Instruction for the entries below: return the part that opens with the line containing "TARGET = red shorts" and closes with the line containing "PLACE = a dot on each instance of the blossom cluster", exactly, and no pictures.

Referring expression pointing data
══════════
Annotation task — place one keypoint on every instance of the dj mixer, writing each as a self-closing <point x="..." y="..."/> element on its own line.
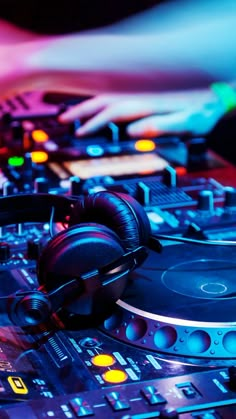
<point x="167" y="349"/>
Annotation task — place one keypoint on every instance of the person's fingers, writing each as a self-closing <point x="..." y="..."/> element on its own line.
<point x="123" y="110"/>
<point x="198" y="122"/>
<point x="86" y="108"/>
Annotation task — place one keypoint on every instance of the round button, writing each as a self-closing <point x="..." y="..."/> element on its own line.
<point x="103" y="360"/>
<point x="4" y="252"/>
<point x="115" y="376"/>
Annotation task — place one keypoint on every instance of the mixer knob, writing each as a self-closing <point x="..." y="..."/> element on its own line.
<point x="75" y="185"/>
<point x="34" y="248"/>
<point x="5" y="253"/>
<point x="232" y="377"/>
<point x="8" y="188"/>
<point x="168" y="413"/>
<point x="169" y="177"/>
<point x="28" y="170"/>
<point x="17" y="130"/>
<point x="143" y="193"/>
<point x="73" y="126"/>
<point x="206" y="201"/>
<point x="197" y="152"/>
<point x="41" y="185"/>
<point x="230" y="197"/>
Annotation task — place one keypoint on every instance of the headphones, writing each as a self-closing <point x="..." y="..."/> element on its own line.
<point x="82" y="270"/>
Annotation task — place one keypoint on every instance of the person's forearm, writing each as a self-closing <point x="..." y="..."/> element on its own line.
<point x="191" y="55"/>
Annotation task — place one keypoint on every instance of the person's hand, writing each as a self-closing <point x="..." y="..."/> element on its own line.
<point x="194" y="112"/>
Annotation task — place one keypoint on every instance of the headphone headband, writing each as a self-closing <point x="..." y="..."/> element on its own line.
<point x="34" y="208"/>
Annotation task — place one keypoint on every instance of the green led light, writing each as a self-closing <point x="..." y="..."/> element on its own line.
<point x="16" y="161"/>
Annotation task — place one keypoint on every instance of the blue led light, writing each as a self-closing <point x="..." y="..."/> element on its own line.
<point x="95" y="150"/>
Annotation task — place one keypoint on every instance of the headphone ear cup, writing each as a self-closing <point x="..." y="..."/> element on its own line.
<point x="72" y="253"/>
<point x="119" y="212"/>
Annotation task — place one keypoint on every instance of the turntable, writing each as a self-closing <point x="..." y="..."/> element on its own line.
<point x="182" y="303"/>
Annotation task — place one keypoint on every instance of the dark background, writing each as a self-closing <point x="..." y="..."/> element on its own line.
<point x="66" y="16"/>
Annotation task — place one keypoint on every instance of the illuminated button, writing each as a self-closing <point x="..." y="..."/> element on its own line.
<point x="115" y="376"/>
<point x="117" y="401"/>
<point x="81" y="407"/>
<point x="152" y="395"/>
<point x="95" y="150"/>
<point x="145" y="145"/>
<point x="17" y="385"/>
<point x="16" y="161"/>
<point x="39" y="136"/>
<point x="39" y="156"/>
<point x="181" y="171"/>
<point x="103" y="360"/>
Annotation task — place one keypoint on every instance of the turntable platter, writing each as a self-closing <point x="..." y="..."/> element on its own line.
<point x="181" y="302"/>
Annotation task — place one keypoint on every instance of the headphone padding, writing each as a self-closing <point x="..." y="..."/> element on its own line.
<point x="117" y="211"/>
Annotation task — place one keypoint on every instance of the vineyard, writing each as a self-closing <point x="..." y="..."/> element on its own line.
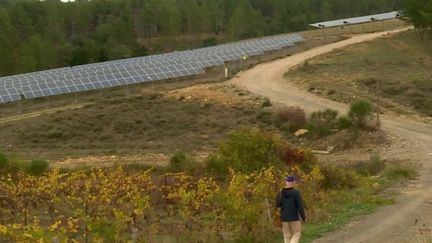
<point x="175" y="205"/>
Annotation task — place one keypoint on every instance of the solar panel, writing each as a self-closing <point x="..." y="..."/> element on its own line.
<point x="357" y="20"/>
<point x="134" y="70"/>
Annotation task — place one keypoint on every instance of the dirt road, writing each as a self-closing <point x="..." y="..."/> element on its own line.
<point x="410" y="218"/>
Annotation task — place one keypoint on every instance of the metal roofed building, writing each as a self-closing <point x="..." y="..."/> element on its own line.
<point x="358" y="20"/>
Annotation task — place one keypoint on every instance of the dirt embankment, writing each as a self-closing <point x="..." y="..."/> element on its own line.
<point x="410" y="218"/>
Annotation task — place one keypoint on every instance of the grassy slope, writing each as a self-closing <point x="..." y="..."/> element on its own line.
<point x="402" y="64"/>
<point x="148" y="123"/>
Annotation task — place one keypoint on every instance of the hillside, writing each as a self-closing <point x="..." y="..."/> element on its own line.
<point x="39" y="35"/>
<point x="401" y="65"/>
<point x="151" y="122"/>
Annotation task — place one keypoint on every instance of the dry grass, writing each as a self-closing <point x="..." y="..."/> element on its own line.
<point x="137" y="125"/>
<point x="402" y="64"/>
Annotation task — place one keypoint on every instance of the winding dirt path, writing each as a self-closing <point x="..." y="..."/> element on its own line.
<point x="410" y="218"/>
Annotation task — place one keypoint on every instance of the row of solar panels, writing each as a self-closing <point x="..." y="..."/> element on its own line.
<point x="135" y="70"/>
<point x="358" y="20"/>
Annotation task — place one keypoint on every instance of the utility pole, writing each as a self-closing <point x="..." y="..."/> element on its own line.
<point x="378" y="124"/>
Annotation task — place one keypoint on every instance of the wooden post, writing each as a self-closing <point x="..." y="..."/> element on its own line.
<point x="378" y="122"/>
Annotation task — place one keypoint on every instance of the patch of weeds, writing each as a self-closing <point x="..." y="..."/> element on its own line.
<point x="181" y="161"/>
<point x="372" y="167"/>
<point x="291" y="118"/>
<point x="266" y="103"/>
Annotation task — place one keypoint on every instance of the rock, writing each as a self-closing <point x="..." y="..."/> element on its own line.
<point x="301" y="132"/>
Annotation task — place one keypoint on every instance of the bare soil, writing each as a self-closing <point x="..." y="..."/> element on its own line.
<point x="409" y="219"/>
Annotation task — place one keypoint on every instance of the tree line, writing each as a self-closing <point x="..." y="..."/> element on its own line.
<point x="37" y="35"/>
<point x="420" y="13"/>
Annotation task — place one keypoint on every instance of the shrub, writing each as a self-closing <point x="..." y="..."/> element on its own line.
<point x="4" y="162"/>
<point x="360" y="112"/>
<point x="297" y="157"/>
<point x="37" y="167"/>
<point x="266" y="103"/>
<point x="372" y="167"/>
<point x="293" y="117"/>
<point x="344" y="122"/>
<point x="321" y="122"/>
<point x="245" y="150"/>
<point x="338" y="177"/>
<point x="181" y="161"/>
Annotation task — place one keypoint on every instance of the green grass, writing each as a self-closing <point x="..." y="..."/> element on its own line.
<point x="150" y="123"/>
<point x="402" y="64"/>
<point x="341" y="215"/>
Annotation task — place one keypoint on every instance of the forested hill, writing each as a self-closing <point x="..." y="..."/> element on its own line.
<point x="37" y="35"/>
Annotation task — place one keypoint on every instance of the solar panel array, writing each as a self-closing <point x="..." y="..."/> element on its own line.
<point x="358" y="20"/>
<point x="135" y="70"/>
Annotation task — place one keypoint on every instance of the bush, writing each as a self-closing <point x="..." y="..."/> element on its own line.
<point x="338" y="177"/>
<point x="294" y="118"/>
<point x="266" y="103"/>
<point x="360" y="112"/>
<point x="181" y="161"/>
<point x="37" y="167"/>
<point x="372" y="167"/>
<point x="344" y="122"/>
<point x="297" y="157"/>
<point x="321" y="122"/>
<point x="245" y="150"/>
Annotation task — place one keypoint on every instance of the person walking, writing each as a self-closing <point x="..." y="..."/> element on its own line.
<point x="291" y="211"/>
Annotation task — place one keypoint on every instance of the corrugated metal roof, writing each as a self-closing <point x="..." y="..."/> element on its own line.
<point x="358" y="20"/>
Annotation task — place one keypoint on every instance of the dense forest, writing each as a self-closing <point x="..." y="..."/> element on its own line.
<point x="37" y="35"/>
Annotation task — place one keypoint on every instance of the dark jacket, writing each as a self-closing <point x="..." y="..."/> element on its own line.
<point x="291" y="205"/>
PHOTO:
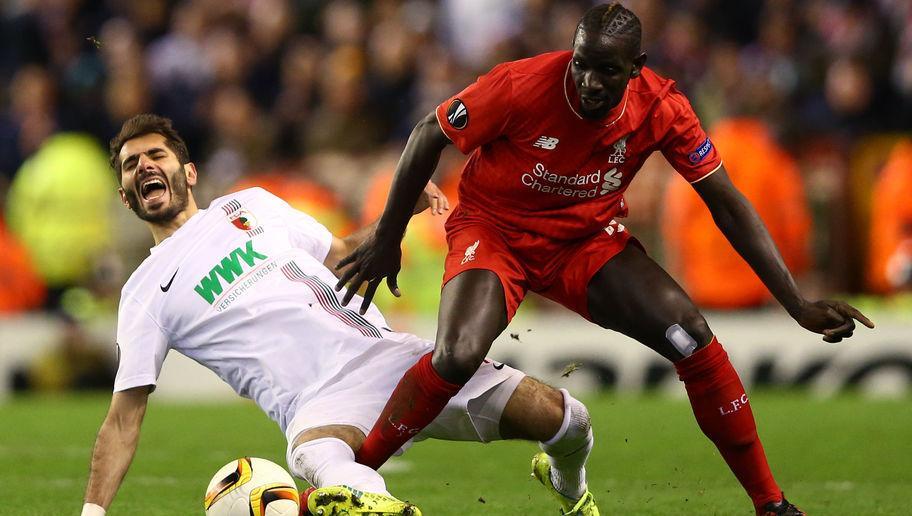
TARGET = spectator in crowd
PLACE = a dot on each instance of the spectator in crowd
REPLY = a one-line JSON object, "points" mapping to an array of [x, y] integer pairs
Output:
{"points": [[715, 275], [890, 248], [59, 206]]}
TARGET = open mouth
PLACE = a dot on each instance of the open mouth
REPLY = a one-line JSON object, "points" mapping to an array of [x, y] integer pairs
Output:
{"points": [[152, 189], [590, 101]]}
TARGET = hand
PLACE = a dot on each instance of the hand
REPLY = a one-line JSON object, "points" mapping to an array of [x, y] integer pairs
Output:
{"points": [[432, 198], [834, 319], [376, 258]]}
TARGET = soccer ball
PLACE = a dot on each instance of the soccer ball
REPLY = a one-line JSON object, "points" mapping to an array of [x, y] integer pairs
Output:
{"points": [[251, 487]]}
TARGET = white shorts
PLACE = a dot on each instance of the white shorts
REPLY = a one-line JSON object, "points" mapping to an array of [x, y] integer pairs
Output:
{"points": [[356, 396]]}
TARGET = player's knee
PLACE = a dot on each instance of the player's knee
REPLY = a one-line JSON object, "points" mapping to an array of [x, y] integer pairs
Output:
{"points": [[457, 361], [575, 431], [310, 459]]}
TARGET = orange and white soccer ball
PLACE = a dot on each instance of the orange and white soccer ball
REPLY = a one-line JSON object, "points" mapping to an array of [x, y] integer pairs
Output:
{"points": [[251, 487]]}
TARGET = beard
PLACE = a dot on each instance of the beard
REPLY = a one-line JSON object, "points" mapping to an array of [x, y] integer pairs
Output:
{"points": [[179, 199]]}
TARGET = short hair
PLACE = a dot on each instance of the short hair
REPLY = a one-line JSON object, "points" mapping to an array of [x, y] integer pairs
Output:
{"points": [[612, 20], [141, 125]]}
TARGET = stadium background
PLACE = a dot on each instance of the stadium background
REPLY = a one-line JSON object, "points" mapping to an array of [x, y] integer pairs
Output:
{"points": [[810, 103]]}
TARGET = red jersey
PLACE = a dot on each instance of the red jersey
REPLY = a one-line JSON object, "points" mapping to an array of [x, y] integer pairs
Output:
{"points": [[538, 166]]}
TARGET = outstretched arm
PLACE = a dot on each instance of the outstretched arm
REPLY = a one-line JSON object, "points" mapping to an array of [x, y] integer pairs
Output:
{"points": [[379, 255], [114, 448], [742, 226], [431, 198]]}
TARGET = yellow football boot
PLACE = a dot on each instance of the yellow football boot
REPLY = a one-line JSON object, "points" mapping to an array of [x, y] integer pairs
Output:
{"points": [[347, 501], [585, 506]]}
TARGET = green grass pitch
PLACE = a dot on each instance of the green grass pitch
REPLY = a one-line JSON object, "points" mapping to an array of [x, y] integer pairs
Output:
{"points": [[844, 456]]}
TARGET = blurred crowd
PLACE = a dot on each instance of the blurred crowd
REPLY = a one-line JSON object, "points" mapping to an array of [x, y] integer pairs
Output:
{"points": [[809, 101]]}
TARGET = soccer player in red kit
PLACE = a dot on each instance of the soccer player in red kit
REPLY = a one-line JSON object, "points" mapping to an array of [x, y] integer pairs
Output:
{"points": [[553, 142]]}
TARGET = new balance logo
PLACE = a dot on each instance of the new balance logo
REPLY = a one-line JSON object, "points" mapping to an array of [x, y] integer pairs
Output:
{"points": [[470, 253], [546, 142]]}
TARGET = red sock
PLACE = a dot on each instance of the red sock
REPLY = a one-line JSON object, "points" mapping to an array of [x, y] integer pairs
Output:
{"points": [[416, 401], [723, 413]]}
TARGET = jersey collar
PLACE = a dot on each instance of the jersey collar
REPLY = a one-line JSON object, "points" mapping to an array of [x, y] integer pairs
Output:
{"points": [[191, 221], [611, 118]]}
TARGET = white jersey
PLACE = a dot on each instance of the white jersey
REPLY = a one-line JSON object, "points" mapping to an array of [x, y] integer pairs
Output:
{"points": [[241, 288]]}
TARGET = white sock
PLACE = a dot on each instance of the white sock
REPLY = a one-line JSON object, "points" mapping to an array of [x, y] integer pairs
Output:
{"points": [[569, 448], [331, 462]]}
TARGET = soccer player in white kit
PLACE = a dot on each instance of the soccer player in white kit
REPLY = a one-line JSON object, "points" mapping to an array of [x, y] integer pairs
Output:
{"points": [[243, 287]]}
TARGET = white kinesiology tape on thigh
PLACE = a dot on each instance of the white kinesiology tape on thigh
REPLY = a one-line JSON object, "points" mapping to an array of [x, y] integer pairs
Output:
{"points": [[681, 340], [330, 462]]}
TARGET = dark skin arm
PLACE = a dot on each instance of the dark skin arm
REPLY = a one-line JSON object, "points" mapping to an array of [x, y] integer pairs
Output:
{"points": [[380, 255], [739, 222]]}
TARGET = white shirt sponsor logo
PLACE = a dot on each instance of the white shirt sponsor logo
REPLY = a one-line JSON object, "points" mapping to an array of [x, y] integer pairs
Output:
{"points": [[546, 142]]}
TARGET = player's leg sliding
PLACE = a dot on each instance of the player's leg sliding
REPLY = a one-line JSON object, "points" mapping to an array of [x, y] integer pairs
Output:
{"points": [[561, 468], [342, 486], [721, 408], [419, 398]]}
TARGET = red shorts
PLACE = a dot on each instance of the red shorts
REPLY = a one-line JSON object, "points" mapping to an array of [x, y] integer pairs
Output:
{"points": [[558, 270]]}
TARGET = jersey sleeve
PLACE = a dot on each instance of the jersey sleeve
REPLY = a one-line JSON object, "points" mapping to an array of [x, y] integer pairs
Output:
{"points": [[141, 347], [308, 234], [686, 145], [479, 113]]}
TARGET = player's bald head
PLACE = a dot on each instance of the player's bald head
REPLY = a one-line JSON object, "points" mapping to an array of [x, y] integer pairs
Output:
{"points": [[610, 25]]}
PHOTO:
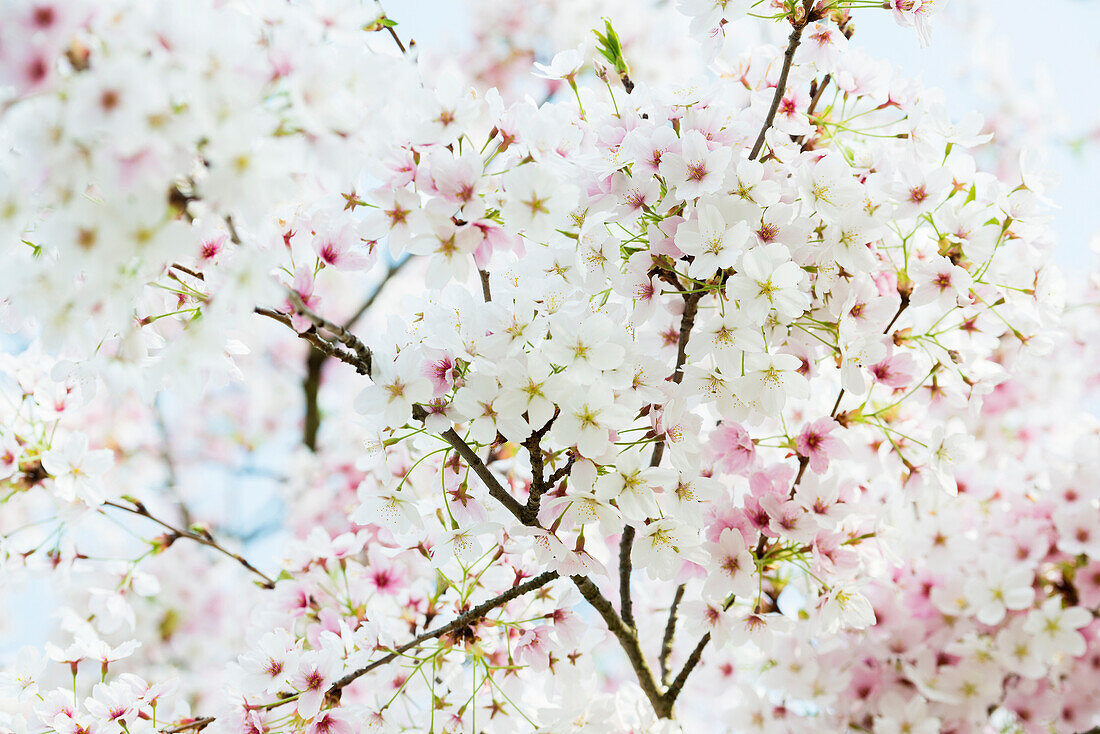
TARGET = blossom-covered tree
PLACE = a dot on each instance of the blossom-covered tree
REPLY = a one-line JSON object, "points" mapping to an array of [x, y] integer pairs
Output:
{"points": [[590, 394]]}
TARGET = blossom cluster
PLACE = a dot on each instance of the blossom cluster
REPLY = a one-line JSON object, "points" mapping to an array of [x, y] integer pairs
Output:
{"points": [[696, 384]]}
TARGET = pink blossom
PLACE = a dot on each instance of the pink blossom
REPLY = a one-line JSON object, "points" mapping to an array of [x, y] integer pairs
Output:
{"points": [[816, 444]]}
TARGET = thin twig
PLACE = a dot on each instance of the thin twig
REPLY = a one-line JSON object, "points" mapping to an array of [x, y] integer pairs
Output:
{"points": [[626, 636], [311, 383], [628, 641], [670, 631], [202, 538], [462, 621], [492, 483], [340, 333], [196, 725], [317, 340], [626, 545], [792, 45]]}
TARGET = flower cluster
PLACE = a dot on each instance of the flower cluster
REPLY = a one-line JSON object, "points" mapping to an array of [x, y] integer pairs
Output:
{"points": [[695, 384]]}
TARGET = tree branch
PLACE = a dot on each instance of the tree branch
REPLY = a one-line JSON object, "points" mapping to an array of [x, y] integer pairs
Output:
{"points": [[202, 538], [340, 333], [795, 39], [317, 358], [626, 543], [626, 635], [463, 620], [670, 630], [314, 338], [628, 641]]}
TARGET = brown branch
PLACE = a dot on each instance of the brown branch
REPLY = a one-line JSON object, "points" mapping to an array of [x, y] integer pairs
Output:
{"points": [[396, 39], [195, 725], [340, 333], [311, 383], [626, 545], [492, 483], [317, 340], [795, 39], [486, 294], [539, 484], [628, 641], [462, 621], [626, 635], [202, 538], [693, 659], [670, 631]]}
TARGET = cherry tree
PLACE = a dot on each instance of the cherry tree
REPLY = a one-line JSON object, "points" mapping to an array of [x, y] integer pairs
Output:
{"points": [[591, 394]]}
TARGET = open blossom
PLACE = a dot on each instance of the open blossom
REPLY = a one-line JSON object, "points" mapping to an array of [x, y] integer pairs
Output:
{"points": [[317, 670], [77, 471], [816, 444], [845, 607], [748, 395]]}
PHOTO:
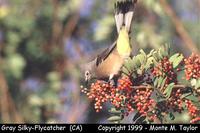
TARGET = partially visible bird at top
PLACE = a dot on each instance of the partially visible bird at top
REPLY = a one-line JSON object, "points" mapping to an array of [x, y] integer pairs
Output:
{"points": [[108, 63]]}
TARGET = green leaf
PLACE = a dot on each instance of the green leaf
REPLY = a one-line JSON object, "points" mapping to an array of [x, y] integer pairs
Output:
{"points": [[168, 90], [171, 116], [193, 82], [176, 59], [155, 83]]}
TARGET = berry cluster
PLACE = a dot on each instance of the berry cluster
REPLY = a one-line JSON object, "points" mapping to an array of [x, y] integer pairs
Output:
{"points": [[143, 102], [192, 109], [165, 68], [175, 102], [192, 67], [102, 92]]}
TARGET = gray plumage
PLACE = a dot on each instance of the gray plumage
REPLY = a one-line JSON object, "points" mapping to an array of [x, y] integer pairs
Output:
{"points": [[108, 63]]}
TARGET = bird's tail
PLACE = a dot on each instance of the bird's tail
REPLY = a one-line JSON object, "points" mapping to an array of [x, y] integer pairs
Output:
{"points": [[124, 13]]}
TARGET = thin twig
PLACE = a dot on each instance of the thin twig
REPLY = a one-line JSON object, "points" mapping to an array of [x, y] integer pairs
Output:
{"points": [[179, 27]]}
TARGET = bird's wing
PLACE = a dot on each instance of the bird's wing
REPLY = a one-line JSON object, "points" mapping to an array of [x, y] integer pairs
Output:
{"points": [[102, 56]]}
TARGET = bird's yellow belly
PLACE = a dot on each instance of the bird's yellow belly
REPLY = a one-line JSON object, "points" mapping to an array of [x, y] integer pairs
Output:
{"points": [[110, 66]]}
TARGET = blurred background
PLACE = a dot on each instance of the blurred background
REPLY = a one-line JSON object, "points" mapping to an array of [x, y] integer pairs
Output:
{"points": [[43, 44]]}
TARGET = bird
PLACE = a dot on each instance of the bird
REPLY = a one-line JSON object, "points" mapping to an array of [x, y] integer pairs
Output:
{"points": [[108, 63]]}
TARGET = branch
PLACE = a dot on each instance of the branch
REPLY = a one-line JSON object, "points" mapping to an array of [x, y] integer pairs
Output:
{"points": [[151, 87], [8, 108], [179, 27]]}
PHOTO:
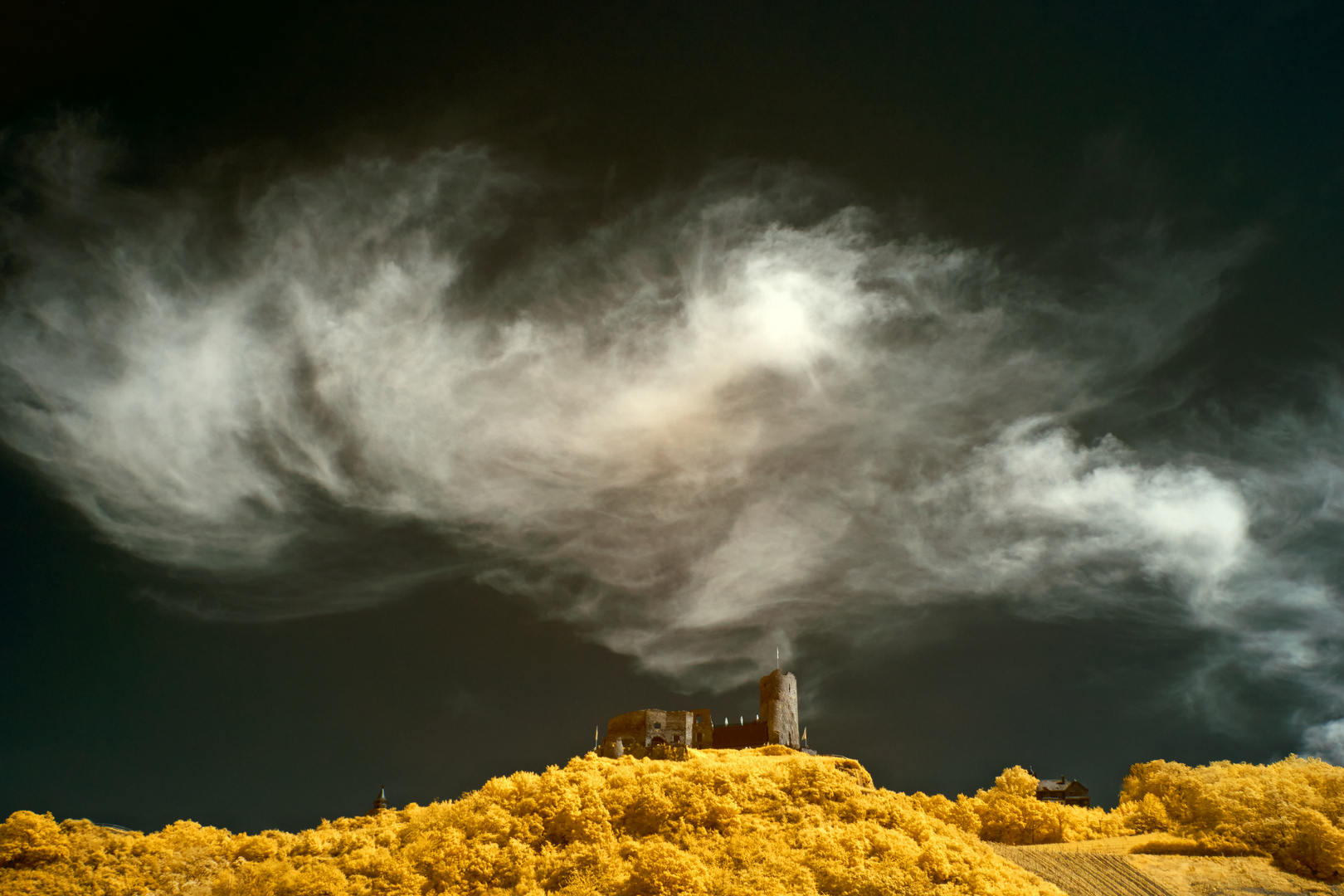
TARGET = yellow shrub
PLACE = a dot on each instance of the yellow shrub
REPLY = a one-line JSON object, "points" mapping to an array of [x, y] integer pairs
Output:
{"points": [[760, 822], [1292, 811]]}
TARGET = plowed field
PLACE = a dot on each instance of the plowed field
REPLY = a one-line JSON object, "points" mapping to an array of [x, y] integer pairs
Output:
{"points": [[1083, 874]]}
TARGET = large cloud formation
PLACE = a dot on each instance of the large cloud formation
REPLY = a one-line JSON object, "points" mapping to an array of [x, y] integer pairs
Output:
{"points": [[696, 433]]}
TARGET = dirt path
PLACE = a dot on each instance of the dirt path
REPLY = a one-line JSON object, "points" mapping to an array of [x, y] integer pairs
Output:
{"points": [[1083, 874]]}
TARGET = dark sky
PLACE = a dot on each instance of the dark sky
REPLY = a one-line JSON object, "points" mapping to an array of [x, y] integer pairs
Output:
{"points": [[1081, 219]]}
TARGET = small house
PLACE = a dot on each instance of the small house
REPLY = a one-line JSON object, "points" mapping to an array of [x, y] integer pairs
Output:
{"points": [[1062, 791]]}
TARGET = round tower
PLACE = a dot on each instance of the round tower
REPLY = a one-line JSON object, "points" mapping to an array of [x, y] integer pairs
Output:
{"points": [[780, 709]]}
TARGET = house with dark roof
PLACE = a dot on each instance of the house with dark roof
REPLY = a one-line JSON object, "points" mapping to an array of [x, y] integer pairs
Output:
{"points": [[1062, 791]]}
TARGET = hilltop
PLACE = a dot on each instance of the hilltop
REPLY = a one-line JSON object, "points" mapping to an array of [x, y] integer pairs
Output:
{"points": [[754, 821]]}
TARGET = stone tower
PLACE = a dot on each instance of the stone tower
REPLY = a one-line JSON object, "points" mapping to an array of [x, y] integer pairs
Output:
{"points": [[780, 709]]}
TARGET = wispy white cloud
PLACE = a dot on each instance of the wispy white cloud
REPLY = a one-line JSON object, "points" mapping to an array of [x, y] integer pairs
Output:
══════════
◆ **RESPONSE FOR THIS EXERCISE**:
TARGET = red shorts
PLACE = a dot on each instance of the red shorts
REPLY = a one-line JSON object, "points" mapping to an array of [x, y] integer pairs
Output:
{"points": [[558, 270]]}
TARGET = jersey sleeve
PLACE = a dot on each instance of the jersey sleeve
REPLY = a one-line JSON object, "points" mapping to an array of [x, y] integer pairs
Output:
{"points": [[141, 347], [308, 234], [686, 145], [479, 113]]}
TARGET = player's bald head
PLACE = a dot on each instance of the player's bald head
REPLY = a one-line JSON object, "points" mapping to an array of [x, y] integer pairs
Output:
{"points": [[610, 25]]}
PHOTO:
TARGET = blossom-covered tree
PLACE = a dot on each instance of the blossom-covered tree
REPLY = a one-line JSON object, "points" mapping to an array of [x, y] integer pairs
Output:
{"points": [[590, 394]]}
TARGET = blossom cluster
PLACE = a dot on each instance of the blossom cluster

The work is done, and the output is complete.